WHAT YOU HAVE TO DO: A word-for-word copy of the whole listing is required.

PROVIDED DATA:
==========
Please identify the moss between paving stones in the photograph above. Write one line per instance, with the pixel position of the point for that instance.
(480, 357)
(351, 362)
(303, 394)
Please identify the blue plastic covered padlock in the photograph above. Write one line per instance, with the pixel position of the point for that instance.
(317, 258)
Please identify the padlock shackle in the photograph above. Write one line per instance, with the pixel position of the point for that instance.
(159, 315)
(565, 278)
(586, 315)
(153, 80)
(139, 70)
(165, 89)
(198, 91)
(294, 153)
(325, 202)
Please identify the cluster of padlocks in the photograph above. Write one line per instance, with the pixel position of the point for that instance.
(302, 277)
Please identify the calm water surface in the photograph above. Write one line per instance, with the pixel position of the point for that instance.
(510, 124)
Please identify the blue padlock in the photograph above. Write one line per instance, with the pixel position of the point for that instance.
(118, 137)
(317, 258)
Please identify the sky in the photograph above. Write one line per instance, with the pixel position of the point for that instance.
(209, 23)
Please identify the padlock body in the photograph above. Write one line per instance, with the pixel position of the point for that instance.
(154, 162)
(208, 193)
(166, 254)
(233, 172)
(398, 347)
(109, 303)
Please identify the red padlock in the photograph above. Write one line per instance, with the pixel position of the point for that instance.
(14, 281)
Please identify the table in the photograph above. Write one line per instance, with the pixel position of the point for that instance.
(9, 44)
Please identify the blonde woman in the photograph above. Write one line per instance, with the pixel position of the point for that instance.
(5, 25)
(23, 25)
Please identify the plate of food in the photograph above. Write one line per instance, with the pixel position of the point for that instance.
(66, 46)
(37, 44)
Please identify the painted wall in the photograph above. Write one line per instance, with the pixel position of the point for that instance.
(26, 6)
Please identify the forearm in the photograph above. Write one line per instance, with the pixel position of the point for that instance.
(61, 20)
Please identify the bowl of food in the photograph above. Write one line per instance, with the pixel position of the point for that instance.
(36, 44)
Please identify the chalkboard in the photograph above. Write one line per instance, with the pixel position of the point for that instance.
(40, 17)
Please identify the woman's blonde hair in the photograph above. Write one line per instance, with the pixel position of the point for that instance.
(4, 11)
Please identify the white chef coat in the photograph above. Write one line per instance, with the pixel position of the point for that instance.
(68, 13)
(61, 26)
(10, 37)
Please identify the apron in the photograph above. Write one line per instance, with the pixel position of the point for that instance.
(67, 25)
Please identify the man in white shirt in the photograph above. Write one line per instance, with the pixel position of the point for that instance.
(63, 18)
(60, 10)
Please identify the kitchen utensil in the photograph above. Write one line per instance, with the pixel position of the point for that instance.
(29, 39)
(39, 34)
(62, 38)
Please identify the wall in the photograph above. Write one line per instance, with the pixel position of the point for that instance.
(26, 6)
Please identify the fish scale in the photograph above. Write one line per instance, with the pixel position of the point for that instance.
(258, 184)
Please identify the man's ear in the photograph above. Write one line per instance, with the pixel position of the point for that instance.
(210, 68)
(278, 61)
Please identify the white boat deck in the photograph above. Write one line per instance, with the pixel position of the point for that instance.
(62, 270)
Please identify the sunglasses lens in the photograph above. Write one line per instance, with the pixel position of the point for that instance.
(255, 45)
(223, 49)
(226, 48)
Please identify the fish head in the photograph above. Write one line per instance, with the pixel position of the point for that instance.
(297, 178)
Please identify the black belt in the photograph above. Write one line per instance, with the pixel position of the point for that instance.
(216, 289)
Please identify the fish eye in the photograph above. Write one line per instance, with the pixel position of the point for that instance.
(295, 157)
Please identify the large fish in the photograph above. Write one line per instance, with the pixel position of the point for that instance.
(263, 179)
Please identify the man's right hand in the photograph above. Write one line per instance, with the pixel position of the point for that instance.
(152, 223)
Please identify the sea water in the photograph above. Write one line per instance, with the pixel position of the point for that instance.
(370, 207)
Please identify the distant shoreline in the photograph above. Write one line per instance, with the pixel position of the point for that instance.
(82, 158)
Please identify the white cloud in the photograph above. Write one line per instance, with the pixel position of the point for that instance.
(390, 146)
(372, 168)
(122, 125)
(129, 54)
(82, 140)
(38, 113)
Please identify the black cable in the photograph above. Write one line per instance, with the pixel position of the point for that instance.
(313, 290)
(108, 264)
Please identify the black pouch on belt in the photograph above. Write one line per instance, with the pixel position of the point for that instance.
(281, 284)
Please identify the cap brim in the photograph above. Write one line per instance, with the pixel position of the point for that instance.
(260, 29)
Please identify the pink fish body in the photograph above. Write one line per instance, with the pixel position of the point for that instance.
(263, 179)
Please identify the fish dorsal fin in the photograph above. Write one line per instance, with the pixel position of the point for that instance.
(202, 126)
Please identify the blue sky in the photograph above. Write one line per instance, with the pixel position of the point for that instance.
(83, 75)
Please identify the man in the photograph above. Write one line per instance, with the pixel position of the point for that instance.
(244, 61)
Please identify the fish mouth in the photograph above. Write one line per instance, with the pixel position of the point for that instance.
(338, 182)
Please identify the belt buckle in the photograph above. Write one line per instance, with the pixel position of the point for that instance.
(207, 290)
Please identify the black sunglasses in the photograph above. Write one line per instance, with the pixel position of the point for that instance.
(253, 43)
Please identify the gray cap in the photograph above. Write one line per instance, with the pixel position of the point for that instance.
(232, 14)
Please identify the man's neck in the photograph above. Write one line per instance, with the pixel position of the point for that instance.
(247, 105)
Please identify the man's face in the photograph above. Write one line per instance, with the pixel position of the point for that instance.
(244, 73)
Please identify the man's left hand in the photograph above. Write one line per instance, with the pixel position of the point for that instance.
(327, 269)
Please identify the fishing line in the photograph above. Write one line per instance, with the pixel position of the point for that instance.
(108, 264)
==========
ANSWER SECTION:
Please identify the moss between paving stones in the photograph above. Write one line per instance, with the pixel position of the point for that instance.
(480, 357)
(351, 362)
(303, 394)
Please identify the blue plastic covered padlock in the photograph above. Write one line per instance, with the pixel position of the point for that instance.
(317, 258)
Please identify the padlock shackle in the photograph above. Write one line per instance, with the pixel position of the point for that instance.
(159, 315)
(565, 278)
(586, 315)
(153, 80)
(139, 70)
(165, 89)
(198, 91)
(294, 153)
(325, 202)
Please identify the cluster of padlocks in the photograph above. Write one line per instance, with the pixel position of the point for that instance.
(302, 277)
Please identify the calm water surface in the photograph above. Write one line per instance, with the pixel position of the point for that instance.
(510, 124)
Please identify the blue padlock in the photograph above. Write one line per instance, with the pixel position of the point for that instance.
(118, 137)
(317, 258)
Please identify the sky in the photograph above. Write one line per instance, with the pixel position of the point for that instance.
(209, 23)
Please identify the padlock body in the photograph above. Write one line per instance, with the pixel position of the point for that instance.
(154, 162)
(208, 193)
(166, 254)
(233, 172)
(398, 347)
(109, 303)
Please identify the red padlock in the photograph above. Write one line per instance, with the pixel position of the point for that instance.
(14, 281)
Please identify the table in the photograph above. Write one line per instance, with the pixel position of the point for that instance.
(9, 44)
Please identify the blonde woman in the photograph above. Write one line per instance, with the pixel position of the point for that instance.
(5, 25)
(23, 25)
Please identify the plate of food in the photograph above. Write one line per instance, with the pixel position of the point for that instance.
(66, 46)
(37, 44)
Please identify the painted wall in the photograph above. Write one line per instance, with the pixel position of the point for that instance.
(26, 6)
Please identify the forearm in the photograph above. Write one line per instance, with the pixel position of the point for that instance.
(61, 20)
Please identify the bowl of food in the photograph above. Write one line per instance, with the pixel position of the point for that instance.
(36, 44)
Please identify the chalkboard in the photograph above. Write one line per instance, with the pixel position of the point for that instance.
(40, 17)
Please identify the woman's blonde hair in the photograph above. Write one line per instance, with the pixel position of the point for that instance.
(4, 11)
Please identify the white chef coat in the photograph above. Write one line per instance, with the pixel position of the point for that instance.
(68, 13)
(61, 26)
(10, 37)
Please identify the apron in the photograph above. Write one line per instance, with the pixel position of the point for that instance.
(67, 25)
Please identify the man in white shirt in the photograph above. Write one line per instance, with the pixel position of the point for that instance.
(63, 18)
(60, 10)
Please identify the kitchen utensil in the photograph above. Write one line per instance, with the pixel position of the point for that instance.
(29, 39)
(39, 34)
(62, 38)
Please identify the wall in the photograph above. Write one line per instance, with the pixel position of the point for that instance.
(26, 6)
Please identify the fish scale in the photograph above. Write one line per instance, with the pixel position of the point for that instance.
(258, 184)
Please identify the man's ear in the photograph above. Write one line per instance, with the pixel position of the point for that instance.
(210, 68)
(278, 61)
Please identify the white boat deck in the photograph above. Write one line per instance, with the pixel position of the point for that instance.
(62, 270)
Please identify the sunglasses lens in the photograph above. Write one line per instance, with the pixel position of the point for that instance.
(255, 45)
(223, 49)
(226, 48)
Please identify the fish head in the photograph above. Write one line per instance, with the pixel position of the point for that instance.
(297, 178)
Please identify the black belt in the photograph above. Write one line per instance, with the pixel position of the point for that instance.
(216, 289)
Please identify the fish eye in the photograph above. Write one line per instance, with the pixel position of the point for that instance.
(295, 157)
Please identify the large fish in the photograph above. Write one line per instance, with the pixel position of the point for that instance.
(263, 179)
Please identify the man's right hand in the photograph above. Write one line per instance, with the pixel position of the point for that instance.
(152, 223)
Please identify the sea water in the photograph above. Write one line per instance, with the pixel position of the point for that instance.
(370, 207)
Please identify the distant shoreline in the photograph above. Write one line per instance, with the pixel position of the point for that instance.
(82, 158)
Please identify the white cloud in the photograph above. Write one line per instance, with the pixel position of the point for that instance.
(390, 146)
(372, 168)
(122, 125)
(129, 54)
(82, 140)
(38, 113)
Please identify the black cable in the photograph above. Write one line per instance, with the pixel position of the point for that instance.
(313, 290)
(108, 264)
Please identify the black pouch on belt in the photograph above. Write one line per instance, with the pixel position of the point for that instance.
(281, 284)
Please identify the cap brim in the photograph above. Write one line per instance, with the pixel position of the point for that instance.
(260, 29)
Please identify the pink fish body in the photograph above. Write one line per instance, with the pixel position of the point for that instance.
(263, 179)
Please identify the fish dorsal fin in the photograph above. Write one line per instance, with the pixel position of the point for that instance.
(202, 126)
Please identify the blue sky in the photograph above. Write one line per instance, with the pixel position of the point for that instance.
(83, 75)
Please identify the man in the photograph above. Write one line per instance, with the pixel position of the point for that instance.
(244, 61)
Please identify the fish mouth in the photograph above. Write one line per instance, with the pixel position of the point for that instance.
(338, 182)
Please identify the belt buckle in the photograph above. Write one line per instance, with the pixel position of the point for that instance.
(207, 290)
Please identify the black sunglasses in the photograph above. Write one line per instance, with the pixel position of the point for that instance.
(253, 43)
Please identify the gray cap in the photograph above. Write one line per instance, with the pixel position of the point for that instance.
(232, 14)
Please identify the man's neck in the photograph above. Write one line per instance, with the pixel position of the point for that instance.
(247, 105)
Please identify the man's face in the photograph above. Write one line per instance, with the pixel position of the point for that instance.
(244, 73)
Please identify the man's left hand in the photograph above. Write one line per instance, with the pixel position of the point for that instance.
(327, 269)
Please identify the fishing line in the photograph above. Write one line per instance, with the pixel position of the point for that instance.
(108, 264)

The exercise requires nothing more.